§ Text extract:
But when a believer resists authority he/she must be willing to accept the consequences (see 13:2). Submission is never easy and frequently there are grave ethical dilemmas.
Fortunately, in 13:1b Paul gives the first reason you must submit to government. He writes, “For there is no authority except from God, and those which exist are established by God.” This is the first of four uses of the word “authority” (exousia), which means “delegated authority.” Paul’s entire argument is based upon a fundamental premise: God is sovereign and He possesses ultimate authority. However, no one has authority independent of God. (Underline the word “no” in 13:1b). He alone delegates human authority to people. This means that every government is to be acknowledged and obeyed by virtue of its existence, not because it meets your preferences. The term that is translated “established” or “ordained” (tetagmenai from tasso) is in the perfect tense, referring to a past action with continuous results. Paul means that all governments (past, present, and future) that exist are ordained by God, whether good or bad.

§ Supplied records:
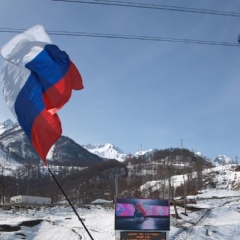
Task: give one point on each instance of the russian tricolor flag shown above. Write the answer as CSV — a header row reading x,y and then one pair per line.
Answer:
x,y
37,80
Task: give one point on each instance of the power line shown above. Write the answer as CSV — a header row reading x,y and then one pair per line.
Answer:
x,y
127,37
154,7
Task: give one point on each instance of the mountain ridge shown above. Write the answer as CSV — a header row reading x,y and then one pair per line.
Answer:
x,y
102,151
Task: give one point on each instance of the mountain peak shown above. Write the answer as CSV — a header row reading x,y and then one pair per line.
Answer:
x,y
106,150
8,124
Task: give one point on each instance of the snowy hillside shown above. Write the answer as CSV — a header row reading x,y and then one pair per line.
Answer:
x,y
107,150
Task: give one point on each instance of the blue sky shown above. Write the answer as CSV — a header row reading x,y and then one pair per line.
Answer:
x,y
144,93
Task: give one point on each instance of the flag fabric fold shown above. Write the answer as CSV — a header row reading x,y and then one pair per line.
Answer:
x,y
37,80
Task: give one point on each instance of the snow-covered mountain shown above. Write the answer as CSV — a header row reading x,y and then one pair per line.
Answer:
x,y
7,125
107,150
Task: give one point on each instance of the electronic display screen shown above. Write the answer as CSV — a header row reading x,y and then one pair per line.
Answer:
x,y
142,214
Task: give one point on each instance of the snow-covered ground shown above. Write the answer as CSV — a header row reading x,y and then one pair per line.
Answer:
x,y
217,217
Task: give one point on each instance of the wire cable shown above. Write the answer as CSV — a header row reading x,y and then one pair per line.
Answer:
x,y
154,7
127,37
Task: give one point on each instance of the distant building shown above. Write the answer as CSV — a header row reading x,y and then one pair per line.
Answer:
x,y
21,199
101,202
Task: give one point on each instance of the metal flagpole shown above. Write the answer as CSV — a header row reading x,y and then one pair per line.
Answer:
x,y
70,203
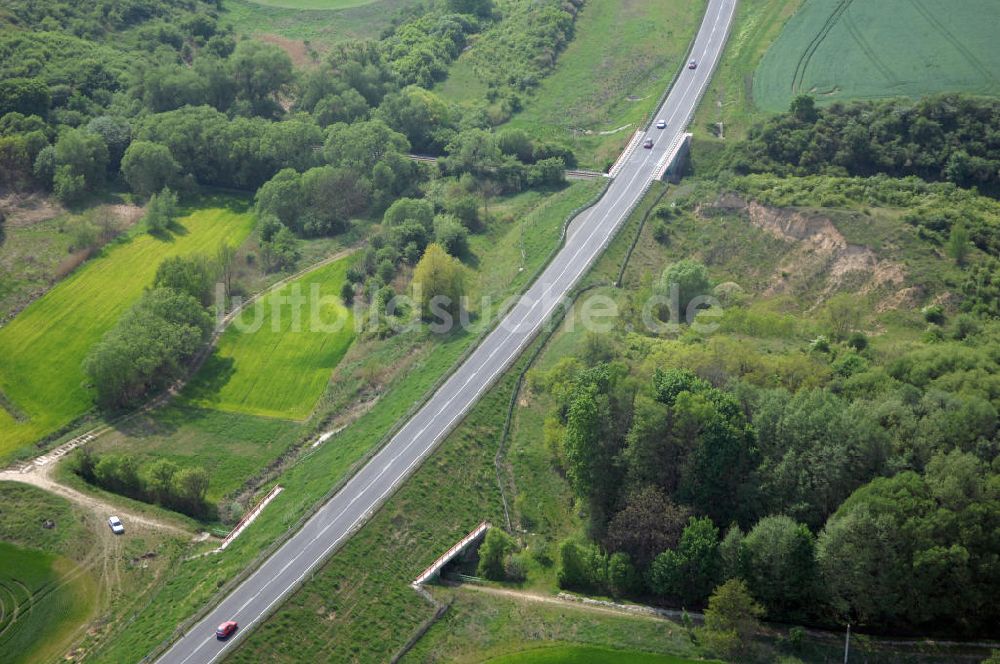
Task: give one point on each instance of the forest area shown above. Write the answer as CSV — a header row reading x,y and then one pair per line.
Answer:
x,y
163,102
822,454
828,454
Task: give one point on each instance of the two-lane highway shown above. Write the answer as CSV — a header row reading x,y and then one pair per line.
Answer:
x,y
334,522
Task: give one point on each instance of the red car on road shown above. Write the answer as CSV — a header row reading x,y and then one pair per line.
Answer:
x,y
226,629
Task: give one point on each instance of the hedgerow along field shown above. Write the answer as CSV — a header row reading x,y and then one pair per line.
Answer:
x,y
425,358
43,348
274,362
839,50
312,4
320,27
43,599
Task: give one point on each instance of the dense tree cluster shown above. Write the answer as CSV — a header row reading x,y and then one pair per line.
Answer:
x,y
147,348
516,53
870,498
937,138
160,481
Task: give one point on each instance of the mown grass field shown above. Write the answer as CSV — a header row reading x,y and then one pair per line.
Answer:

§ Set exercise 1: Reproduce verbatim the portion of the listing starting with the line that contains "Task: give one point on each instance of the two-lane" and going on through the final line of the listing.
§ Set exercise 2: Carry on the passage about submission to governing authority, starting after its last sentence.

§ Task answer 1:
Task: give one point on each instance of the two-lane highway shown above. Write the answer as CSV — a header row reading x,y and then one pair per line.
Answer:
x,y
334,522
Task: give one point on each instance of the red car on road shown above. Write the answer as CSV — a header row reading x,y and then one pair per line.
Answer:
x,y
226,629
Task: give one point on each instance of the hedgerow along field shown above. Write the answer as CSV — a header row reading x,y and then one pair per line.
Answer:
x,y
425,358
43,348
274,362
839,50
312,4
320,27
43,599
Task: give one point on each instance of the dense tree cluster shown above. Write the answer as CSV — a header row reading x,y and then one pair per line.
Answer:
x,y
147,348
516,53
870,498
937,138
160,481
Task: give one point on each instance of the mown grass field shown above. Write the answer as CSV — a header row reading x,y and then one pair per line.
Answer:

§ Task answer 2:
Now perhaps you are asking the question, “What about Hitler, Stalin, and Hussein? Did God ‘ordain’ these authorities?” The Scriptures teach an interesting paradox: on one hand, Satan is actively involved in the political process (Luke 4:6-7). The book of Daniel teaches that there are wicked spirits who are assigned to various leaders. Yet at the same time, the Bible clearly teaches that God rules in the affairs of men. In Psalm 75:6-7 Asaph says: “For not from the east, nor from the west, nor from the desert comes exaltation; but God is the Judge; He puts down one and exalts another.” Proverbs 21:1 says: “The king’s heart is like channels of water in the hand of the LORD; He turns it wherever He wishes.” In other words, God is sovereign over whoever is in authority.
Remember, Nero was in power when Paul wrote Romans 13. Nero hated Christians, had them rounded up, dipped in tar, and lit as torches for his parties. He covered Christians in animal skins and threw them to wild dogs. He ordered Rome set on fire and then blamed the Christians, setting off the first wave of official persecution. We’ve largely forgotten how wicked pagan ancient Rome really was. Sorcery and black magic abounded, abortion flourished, homosexuality was accepted as normal, and the masses worshipped Caesar as Lord. No government in America has ever been as pagan as the government of ancient Rome.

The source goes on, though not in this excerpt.